Task goal → Turn everything from the first of the lines below down to and including the line containing "35], [96, 34]]" into a Markdown table with the columns No. and Text, one numbered row per line. Skip blank lines and omit the pictures.

Source data →

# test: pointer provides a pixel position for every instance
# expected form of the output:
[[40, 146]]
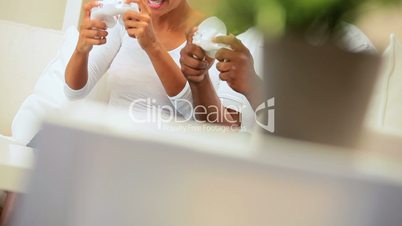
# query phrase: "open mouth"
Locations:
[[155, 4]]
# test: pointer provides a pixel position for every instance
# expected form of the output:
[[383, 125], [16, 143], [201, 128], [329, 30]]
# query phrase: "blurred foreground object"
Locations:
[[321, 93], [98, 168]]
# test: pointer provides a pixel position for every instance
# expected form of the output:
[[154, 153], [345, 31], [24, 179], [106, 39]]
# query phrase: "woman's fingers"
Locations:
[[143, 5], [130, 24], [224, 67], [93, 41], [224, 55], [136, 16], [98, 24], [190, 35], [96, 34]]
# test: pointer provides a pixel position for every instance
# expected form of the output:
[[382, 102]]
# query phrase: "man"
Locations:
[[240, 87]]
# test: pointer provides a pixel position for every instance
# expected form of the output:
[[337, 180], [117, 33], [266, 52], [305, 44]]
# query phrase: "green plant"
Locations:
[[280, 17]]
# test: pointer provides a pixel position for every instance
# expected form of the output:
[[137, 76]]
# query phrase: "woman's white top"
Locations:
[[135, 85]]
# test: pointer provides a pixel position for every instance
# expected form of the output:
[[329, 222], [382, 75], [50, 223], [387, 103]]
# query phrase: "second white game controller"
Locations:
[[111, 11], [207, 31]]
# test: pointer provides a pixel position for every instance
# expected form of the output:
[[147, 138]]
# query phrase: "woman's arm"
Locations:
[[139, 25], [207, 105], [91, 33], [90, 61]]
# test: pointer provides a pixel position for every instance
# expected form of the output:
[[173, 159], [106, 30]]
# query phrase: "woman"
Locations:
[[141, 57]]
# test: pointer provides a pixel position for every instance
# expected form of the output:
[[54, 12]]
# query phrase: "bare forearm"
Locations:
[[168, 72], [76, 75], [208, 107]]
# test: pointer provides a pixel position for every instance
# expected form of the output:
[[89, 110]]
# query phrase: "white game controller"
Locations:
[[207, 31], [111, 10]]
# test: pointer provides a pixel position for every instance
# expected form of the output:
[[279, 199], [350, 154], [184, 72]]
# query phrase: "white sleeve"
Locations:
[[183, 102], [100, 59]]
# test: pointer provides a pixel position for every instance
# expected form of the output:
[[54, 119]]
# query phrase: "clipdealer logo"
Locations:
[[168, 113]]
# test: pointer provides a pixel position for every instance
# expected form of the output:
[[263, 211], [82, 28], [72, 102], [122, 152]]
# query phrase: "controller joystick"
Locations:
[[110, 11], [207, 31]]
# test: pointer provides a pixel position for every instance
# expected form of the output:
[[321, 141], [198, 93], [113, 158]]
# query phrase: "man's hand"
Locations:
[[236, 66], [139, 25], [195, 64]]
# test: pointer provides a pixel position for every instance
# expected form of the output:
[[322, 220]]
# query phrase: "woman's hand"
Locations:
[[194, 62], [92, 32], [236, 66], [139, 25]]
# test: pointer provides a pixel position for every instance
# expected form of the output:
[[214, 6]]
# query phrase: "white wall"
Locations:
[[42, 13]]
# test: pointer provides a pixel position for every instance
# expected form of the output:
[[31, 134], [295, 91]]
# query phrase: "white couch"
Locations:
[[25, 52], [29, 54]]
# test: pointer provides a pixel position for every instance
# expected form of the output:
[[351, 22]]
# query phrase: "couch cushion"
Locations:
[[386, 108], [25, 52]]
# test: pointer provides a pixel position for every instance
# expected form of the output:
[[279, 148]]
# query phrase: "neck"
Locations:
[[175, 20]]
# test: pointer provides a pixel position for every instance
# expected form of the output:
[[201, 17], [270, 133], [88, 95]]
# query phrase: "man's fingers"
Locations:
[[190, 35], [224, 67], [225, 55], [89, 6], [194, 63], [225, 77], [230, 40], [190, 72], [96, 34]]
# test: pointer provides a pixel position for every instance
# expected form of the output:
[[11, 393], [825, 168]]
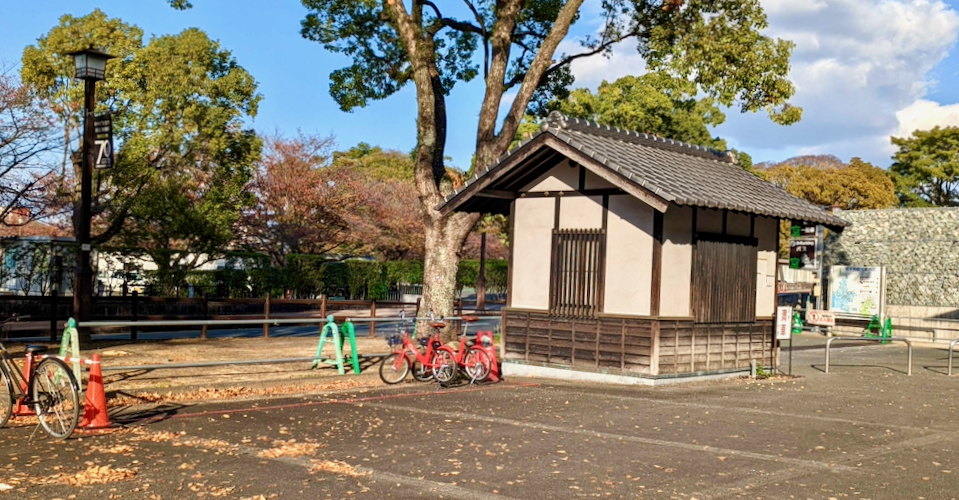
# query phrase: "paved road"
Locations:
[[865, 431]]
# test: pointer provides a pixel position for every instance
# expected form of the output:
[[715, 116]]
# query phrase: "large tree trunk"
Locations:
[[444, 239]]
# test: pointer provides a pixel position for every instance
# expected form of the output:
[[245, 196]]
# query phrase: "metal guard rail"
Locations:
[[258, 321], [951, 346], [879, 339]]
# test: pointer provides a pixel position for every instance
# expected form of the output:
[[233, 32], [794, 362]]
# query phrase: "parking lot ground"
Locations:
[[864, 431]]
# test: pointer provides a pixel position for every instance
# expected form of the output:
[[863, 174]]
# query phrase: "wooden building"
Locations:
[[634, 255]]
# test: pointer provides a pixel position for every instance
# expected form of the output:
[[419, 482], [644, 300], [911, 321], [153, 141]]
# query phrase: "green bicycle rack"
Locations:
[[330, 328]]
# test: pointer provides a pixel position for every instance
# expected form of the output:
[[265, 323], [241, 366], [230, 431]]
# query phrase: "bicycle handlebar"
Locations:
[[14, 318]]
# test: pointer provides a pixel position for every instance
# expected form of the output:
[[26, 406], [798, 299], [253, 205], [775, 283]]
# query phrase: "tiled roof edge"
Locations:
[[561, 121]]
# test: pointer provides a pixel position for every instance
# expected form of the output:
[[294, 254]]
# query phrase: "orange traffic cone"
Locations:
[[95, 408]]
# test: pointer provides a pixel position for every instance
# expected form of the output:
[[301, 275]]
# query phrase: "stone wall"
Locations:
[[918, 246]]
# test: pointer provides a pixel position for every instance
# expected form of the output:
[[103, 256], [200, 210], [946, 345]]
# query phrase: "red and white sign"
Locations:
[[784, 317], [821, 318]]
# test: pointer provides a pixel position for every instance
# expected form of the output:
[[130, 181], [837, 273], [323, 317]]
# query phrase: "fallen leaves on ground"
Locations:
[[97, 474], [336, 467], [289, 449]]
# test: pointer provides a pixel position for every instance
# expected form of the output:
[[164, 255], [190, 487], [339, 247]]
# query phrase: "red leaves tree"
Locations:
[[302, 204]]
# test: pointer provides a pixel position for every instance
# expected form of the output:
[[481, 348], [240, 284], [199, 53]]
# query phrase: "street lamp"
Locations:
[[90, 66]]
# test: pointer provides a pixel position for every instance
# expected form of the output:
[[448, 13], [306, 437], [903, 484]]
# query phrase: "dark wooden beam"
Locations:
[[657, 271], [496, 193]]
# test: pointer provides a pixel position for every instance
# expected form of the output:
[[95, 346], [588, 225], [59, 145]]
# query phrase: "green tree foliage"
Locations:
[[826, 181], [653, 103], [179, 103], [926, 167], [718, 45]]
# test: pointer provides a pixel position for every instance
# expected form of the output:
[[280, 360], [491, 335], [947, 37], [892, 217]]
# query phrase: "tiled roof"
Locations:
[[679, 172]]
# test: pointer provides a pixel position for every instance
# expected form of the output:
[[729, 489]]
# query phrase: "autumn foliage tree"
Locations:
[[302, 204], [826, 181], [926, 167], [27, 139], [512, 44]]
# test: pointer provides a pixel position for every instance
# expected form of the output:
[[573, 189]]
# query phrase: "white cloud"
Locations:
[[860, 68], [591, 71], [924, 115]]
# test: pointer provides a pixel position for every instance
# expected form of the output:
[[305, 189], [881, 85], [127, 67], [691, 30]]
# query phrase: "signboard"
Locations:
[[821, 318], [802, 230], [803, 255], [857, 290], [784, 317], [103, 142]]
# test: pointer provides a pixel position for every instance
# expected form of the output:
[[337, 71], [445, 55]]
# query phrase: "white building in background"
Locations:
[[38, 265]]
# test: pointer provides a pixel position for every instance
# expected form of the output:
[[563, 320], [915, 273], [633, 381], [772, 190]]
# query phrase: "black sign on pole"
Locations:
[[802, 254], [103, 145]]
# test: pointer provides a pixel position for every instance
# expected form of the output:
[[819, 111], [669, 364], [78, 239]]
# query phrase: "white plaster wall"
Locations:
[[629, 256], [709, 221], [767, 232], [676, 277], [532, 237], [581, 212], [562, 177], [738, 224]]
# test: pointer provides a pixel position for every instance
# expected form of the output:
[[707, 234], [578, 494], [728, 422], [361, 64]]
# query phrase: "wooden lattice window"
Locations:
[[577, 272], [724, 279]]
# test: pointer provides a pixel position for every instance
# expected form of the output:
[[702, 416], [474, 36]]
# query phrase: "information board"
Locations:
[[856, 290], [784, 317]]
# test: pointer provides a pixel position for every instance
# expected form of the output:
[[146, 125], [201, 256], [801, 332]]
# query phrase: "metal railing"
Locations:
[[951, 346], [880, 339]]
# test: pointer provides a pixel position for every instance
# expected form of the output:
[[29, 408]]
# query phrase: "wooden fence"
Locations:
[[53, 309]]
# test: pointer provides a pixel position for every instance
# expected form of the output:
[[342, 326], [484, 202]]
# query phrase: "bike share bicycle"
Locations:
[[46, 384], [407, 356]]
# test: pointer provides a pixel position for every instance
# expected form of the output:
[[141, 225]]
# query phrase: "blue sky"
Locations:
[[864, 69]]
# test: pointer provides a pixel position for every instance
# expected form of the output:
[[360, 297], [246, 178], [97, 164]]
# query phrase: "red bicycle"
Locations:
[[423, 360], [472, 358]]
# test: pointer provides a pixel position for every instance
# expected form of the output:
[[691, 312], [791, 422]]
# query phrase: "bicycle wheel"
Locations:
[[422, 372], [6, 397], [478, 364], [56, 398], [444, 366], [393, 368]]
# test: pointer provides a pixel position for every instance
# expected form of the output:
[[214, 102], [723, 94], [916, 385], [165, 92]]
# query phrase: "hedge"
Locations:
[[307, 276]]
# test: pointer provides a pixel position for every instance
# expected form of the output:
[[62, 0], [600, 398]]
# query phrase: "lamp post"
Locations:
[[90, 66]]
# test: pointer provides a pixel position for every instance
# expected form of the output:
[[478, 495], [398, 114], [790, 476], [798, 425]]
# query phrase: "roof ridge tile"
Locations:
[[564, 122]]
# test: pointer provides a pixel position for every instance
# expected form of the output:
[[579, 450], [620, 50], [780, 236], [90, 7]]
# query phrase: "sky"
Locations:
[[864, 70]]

Written reply →
| No. | Text |
|---|---|
| 1 | # test: pointer provides a pixel position for every instance |
| 2 | # expected form of the output: |
| 3 | [[40, 146]] |
| 4 | # query phrase: "open mouth" |
| 5 | Locations: |
| 6 | [[155, 4]] |
| 7 | # test: pointer provides a pixel position for every instance |
| 8 | # expected form of the output: |
| 9 | [[383, 125], [16, 143], [201, 128], [329, 30]] |
| 10 | # query phrase: "blurred foreground object" |
| 11 | Locations: |
| 12 | [[321, 93], [98, 168]] |
| 13 | # test: pointer provides a pixel position for every instance |
| 14 | # expected form of the output: |
| 15 | [[154, 153], [345, 31], [24, 179], [106, 39]] |
| 16 | # query phrase: "woman's fingers" |
| 17 | Locations: |
| 18 | [[143, 5], [130, 24], [224, 67], [93, 41], [224, 55], [136, 16], [98, 24], [190, 35], [96, 34]] |